*** Opening INPUT DATA ***

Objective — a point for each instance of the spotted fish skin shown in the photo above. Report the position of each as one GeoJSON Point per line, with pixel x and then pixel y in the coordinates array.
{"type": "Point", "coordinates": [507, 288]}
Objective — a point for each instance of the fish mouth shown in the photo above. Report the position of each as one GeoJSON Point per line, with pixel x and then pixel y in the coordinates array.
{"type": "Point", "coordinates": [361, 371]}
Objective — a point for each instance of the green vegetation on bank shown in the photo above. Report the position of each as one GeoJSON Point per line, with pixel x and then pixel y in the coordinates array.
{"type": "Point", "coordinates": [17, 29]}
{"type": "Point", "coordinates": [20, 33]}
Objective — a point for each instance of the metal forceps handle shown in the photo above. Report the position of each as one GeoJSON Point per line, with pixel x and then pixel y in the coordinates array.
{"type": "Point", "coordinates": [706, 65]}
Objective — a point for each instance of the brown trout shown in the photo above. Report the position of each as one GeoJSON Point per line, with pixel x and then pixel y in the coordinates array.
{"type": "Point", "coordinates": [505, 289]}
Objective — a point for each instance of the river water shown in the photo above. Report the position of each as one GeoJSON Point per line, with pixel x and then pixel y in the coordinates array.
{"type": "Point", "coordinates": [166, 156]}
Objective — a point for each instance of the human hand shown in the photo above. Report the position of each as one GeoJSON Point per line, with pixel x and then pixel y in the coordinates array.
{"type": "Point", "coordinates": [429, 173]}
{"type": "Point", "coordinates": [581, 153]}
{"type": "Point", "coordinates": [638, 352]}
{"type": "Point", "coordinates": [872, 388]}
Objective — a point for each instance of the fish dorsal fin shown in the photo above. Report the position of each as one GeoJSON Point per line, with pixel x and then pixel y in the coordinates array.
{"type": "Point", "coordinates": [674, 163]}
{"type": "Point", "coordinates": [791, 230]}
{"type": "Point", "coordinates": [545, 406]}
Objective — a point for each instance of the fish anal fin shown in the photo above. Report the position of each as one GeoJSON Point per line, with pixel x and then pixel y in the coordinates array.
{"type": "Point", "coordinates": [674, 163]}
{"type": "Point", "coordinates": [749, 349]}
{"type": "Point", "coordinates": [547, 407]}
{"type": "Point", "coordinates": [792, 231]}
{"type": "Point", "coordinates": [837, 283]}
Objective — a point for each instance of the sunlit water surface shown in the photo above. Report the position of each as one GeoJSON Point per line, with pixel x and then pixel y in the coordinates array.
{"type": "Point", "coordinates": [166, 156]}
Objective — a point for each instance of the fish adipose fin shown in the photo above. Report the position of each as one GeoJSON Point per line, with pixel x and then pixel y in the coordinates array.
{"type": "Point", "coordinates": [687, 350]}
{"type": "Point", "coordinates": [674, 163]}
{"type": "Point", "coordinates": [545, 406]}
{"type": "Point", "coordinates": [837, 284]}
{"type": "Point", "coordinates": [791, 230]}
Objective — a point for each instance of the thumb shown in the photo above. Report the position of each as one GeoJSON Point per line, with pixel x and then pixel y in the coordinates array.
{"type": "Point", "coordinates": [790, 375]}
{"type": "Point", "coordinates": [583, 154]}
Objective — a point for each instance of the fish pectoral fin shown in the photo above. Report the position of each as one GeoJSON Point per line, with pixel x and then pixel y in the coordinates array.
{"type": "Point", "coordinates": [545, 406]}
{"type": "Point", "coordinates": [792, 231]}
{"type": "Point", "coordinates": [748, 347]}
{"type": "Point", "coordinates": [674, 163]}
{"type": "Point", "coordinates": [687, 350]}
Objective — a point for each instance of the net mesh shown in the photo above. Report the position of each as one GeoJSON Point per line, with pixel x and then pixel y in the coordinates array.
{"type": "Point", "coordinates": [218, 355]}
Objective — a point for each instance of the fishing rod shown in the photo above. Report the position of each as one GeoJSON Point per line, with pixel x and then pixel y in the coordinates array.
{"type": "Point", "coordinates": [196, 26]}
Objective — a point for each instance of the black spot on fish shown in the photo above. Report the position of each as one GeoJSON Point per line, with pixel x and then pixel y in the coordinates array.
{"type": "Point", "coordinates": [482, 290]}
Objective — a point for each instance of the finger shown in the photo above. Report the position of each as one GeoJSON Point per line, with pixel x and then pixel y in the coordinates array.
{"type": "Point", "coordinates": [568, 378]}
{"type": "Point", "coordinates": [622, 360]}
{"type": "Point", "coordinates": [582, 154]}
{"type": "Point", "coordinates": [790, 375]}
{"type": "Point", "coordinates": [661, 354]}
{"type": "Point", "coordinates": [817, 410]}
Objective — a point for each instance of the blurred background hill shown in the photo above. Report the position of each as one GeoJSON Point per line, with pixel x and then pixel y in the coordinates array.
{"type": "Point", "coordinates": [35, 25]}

*** Closing INPUT DATA ***

(WHAT IS NEEDED): Please repeat the listing above in full and exactly.

(EXERCISE SOLUTION):
Objective — a point for each instance of the spotted fish skin shown in the photo above. Report the position of each as one GeoJSON Point per line, with pixel x and then pixel y in the coordinates array.
{"type": "Point", "coordinates": [507, 288]}
Objective — a point for each instance of the fish mouth shown in the photo above. Report the position of each as one GeoJSON Point per line, with pixel x and then pixel y in the coordinates array.
{"type": "Point", "coordinates": [361, 371]}
Objective — a point for each instance of the green vegetation on bank shown in the photo above. Report the position of each as one GeoJSON Point per line, with pixel x and then pixel y in the coordinates array.
{"type": "Point", "coordinates": [17, 29]}
{"type": "Point", "coordinates": [20, 33]}
Objective — a point for each instance of the metal forceps handle shown in the photo above. Report the position of each as one GeoJSON Point per line, with pixel x and then pixel y in the coordinates array.
{"type": "Point", "coordinates": [706, 65]}
Objective — a point for each instance of the brown trout shown in the photo above. Report the position of each as one GeoJSON Point per line, with pixel x and then pixel y in the coordinates array.
{"type": "Point", "coordinates": [505, 289]}
Objective — a point for each instance of the river water shown in the photo above. Report the position of each as one GeoJSON Point per line, with pixel x and then pixel y in the coordinates array.
{"type": "Point", "coordinates": [166, 156]}
Objective — a point for each instance of the human hand shown in the photo above. Report the position of each as one GeoJSON Point per line, with pixel x and then pixel y in the coordinates array.
{"type": "Point", "coordinates": [429, 173]}
{"type": "Point", "coordinates": [581, 153]}
{"type": "Point", "coordinates": [638, 352]}
{"type": "Point", "coordinates": [872, 388]}
Objective — a point for each instance of the fish dorsal fin shown in the photo above. Report the position of each as one GeoJSON Point per line, with pixel x and then pixel y in the coordinates array.
{"type": "Point", "coordinates": [674, 163]}
{"type": "Point", "coordinates": [791, 230]}
{"type": "Point", "coordinates": [545, 406]}
Objective — a point for each instance of the fish anal fin shown in the photo above. Report the position of each as one GeoJSON Point per line, with pixel x and then pixel y in the coordinates array.
{"type": "Point", "coordinates": [674, 163]}
{"type": "Point", "coordinates": [749, 349]}
{"type": "Point", "coordinates": [547, 407]}
{"type": "Point", "coordinates": [792, 231]}
{"type": "Point", "coordinates": [837, 283]}
Objective — a point for each instance of the sunlit water surface shown in the photo above. Report the position of each as one GeoJSON Point per line, with pixel x and then pixel y in the coordinates array.
{"type": "Point", "coordinates": [166, 156]}
Objective — a point for each instance of the fish adipose fin shown in the photo above. Report the position of each as one GeoJSON Point per line, with pixel x and then pixel y in the coordinates array.
{"type": "Point", "coordinates": [687, 350]}
{"type": "Point", "coordinates": [674, 163]}
{"type": "Point", "coordinates": [545, 406]}
{"type": "Point", "coordinates": [837, 284]}
{"type": "Point", "coordinates": [791, 230]}
Objective — a point for each instance of the thumb shown in the photo above. Report the position of each as one GeoJSON Point per line, with pixel x and then pixel y in the coordinates array.
{"type": "Point", "coordinates": [790, 375]}
{"type": "Point", "coordinates": [583, 154]}
Objective — a point for each instance of the fish pectoral fin shown in the photo above. Report the position of each as one GeoJSON Point per line, with pixel x and then pixel y in the coordinates array.
{"type": "Point", "coordinates": [545, 406]}
{"type": "Point", "coordinates": [792, 231]}
{"type": "Point", "coordinates": [748, 347]}
{"type": "Point", "coordinates": [674, 163]}
{"type": "Point", "coordinates": [687, 350]}
Objective — a point for each instance of the net mesh shown in the photo above. Report the position of each as one GeoJSON Point per line, with pixel x and then pixel y in the coordinates array.
{"type": "Point", "coordinates": [218, 355]}
Objective — a point for each instance of the fishing rod shown in the photo above. Report the position of each as one GeoJSON Point per line, with pixel x and then pixel y in the coordinates array.
{"type": "Point", "coordinates": [196, 26]}
Objective — a point for each instance of the black spot on fish shown in the photo above. Report the position of each as one GeoJSON Point per line, with pixel x and then pixel y in the coordinates array.
{"type": "Point", "coordinates": [482, 290]}
Objective — a point for each instance of the finger shown in the photo above. Report the position of each as one GeoJSON Point per line, with pixel x and then pixel y in the coordinates array.
{"type": "Point", "coordinates": [568, 378]}
{"type": "Point", "coordinates": [622, 360]}
{"type": "Point", "coordinates": [582, 154]}
{"type": "Point", "coordinates": [790, 375]}
{"type": "Point", "coordinates": [661, 354]}
{"type": "Point", "coordinates": [817, 410]}
Objective — a point for each instance of the blurred background hill shown in the photo above. Report the position of each as one GeoJSON Point per line, with pixel x and then pixel y in the coordinates array.
{"type": "Point", "coordinates": [35, 25]}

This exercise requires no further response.